[Your goal]: Set down the whole listing verbatim.

Start of Block

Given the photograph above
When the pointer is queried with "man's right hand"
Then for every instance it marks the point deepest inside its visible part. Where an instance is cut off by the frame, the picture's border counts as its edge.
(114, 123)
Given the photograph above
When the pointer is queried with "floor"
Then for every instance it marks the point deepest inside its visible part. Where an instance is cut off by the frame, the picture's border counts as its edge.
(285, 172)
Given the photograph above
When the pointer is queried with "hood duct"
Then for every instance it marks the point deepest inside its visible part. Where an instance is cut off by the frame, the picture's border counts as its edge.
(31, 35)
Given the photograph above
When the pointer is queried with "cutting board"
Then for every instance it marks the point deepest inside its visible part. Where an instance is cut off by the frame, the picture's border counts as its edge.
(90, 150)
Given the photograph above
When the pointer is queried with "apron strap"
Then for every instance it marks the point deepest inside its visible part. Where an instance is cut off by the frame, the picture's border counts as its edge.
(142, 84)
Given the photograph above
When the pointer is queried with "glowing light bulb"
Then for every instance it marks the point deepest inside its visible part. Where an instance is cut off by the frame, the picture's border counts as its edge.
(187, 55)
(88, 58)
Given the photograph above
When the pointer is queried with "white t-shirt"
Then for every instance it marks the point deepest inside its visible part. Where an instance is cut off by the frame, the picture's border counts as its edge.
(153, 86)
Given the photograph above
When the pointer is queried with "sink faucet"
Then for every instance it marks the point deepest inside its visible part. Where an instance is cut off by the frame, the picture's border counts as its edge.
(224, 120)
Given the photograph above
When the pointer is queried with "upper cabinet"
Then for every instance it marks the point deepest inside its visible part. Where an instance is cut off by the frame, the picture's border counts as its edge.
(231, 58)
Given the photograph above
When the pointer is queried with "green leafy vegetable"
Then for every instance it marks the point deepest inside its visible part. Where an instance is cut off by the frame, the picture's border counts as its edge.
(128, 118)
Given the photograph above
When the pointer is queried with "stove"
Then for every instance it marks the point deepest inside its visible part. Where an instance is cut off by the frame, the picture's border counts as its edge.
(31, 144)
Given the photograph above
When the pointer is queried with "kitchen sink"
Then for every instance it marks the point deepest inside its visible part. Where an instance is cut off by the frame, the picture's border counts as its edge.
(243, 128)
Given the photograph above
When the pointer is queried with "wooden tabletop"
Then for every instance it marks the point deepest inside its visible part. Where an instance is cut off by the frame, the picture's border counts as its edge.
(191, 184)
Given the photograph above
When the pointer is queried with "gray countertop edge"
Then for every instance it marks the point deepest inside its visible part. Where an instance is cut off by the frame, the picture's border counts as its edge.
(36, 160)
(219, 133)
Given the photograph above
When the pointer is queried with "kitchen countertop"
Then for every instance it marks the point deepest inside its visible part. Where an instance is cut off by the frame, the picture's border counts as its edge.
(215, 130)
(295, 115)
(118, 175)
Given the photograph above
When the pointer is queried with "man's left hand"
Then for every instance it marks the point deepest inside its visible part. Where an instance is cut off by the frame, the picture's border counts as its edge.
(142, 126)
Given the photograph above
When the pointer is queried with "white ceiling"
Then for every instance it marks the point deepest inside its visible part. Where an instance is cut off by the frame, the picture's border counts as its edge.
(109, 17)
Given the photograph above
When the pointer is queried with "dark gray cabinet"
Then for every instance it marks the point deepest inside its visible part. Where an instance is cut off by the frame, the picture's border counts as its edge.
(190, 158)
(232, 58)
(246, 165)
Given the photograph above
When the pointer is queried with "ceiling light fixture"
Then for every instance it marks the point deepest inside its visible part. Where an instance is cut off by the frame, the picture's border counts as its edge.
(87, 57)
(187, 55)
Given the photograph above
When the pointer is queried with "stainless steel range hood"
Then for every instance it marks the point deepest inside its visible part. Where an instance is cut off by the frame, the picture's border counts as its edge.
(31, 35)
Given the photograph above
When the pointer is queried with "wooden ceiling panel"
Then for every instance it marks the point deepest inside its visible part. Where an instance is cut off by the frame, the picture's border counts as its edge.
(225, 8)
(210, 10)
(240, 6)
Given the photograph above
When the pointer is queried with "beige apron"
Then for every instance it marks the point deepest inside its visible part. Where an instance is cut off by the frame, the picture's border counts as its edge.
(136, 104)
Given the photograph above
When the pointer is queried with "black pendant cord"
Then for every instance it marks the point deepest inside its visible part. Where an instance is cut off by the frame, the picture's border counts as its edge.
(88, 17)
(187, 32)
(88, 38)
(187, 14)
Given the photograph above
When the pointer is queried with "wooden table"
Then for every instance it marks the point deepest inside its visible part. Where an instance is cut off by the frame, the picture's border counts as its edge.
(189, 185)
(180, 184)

End of Block

[Result for this exercise]:
Given the photograph above
When the pointer is queried with "man's right hand"
Then for every instance it marks the point deepest inside its visible part. Where an instance is cut off by the frame, the picture's border counts as its edge.
(114, 123)
Given the photograph above
When the pointer is queried with "floor"
Then for every instance it marks the point deepest inside its visible part. Where an instance is cut off by the frame, the picture's border counts as its edge.
(285, 172)
Given the photograph above
When the pointer is queried with "hood duct"
Then for every instance it marks the point deepest inside its visible part. Where an instance is cut off by the frame, the picture's border counts as its edge.
(31, 35)
Given the photograph above
When the pointer is queried with "cutting board"
Then for every instance it marks the point deepest inside its visible part. Where an instance is cut off by the frame, the picture's border counts as its edge.
(90, 150)
Given the photograph above
When the pointer is queried with "apron strap"
Then for every instance it marks the point deepest inside its visible part. Where an instance is cut off by the frame, the picture's border counts as its edge.
(142, 84)
Given the photograph above
When the pointer is queried with "glowing light bulb"
Then for every instance it marks the point deepest inside its visible part. Where an instance is cut off by the frame, the picture's border counts as its edge.
(187, 55)
(88, 58)
Given the photograph above
When the pointer is queried with "white t-shirt"
Then for every instance it marks the point deepest inside its visible part. Where an instance is cut off by the frame, the picture's border counts as its edge.
(153, 86)
Given the photograph above
When the pointer is queried with "sink faucet"
Then for every instance it marks the point deepest inside its visible part. Where an instance is cut off by the frame, the picture's border counts as its edge.
(224, 120)
Given the photograph above
When the pointer is queried with "upper cabinet"
Then for every instance it marks the point deepest inside its visible part. Where an instance is cut off by the frame, the picture's border counts as its edge.
(231, 58)
Given the photograph above
When the pointer is queried with "green leafy vegetable"
Then for every instance it marks the point deepest inside its visible part. Where an instance is cut off by the frame, the picture's border counts as its edge.
(128, 118)
Given the photograph above
When the pointer is queried with "stove"
Then for every instance it marks the point deepest inside its visible part. Where an instance is cut off by the frame, the picture's border counts as its edge.
(31, 144)
Given the photograph above
When the pointer is queried with "kitchen sink"
Then for every instance it marks the point deepest inside its visible part. Where an instance is cut off by the frame, the picture's border counts as its edge.
(243, 128)
Given the photograph above
When the pointer is queried with "wooden tabletop"
Then for every instance it marks the point deepest inside its visible part. Where an instance is cut off by the frame, the picture's border counts as its edge.
(191, 184)
Given the photograph above
When the pointer is queried with "gray countertop edge"
Then for every instance it marks the point deepest inside its visible part. Where an instance is cut off by the frame, the picture's border counts as its edge.
(36, 160)
(219, 133)
Given the photograph above
When the pointer is queried with "kitchen countertop"
Then for every instance it marks the point deepest inside its visible part. Where an instance is cut off by the frame, the picture's border counts as its edge.
(215, 130)
(295, 115)
(118, 175)
Given the photograph above
When the pointer is queried with "man's left hand"
Then for every instance it marks the point deepest inside its visible part. Where an instance is cut off by the frame, the picture's border counts as its edge.
(142, 126)
Given the photograph above
When the pointer is queried with "white ceiling"
Then for every instance it marks the point deepest inside its visible part. Where an instance is cut off by the frame, the picture's border counts as its edge.
(109, 17)
Given the photograph above
When the pointer is queried with "dark gray cabinet"
Then for every instance it marks the point deepest inside its visible part. Where an instance is cut off by the frame, the picture's border counts as its edge.
(190, 158)
(232, 58)
(246, 165)
Given the photograph above
When the pointer is queried with "ceiling light fixture"
Then for every instance it marks the point deepest inside its visible part. Where an instance is cut off by the frame, the picture's border counts as its edge.
(87, 57)
(187, 55)
Given the photograph above
When the pointer is queried with "stainless steel range hood"
Then for every instance it marks the point deepest inside its visible part. Where an instance is cut off by the frame, the picture's border counts as its edge.
(31, 35)
Given the photograph above
When the pointer is queried with "wooden ceiling panel"
Then for every instance it marks the point deepest inside its visible part. Where an instance is cut off by the frame, the picture's border counts as its edge.
(225, 8)
(210, 10)
(240, 6)
Given the photograph above
When the pointer is queried with "beige apron"
Then for every instance it marks the point deepest inside its visible part. Where an instance is cut off by the frame, the picture's border counts as its edge.
(136, 104)
Given the photograph above
When the pointer is queried with "black pendant cord"
Then for every instance it marks the point deepest inside its visible part. Where an instance is cut off by the frame, the picture's border counts as its edge.
(88, 17)
(187, 32)
(88, 38)
(187, 14)
Given the photograph above
When the pointer is queried with "wooden table"
Then for every instance it marks the point deepest inside its visible part. Where an instance is cut off by the frame, the picture's border counts as its edge.
(189, 185)
(180, 184)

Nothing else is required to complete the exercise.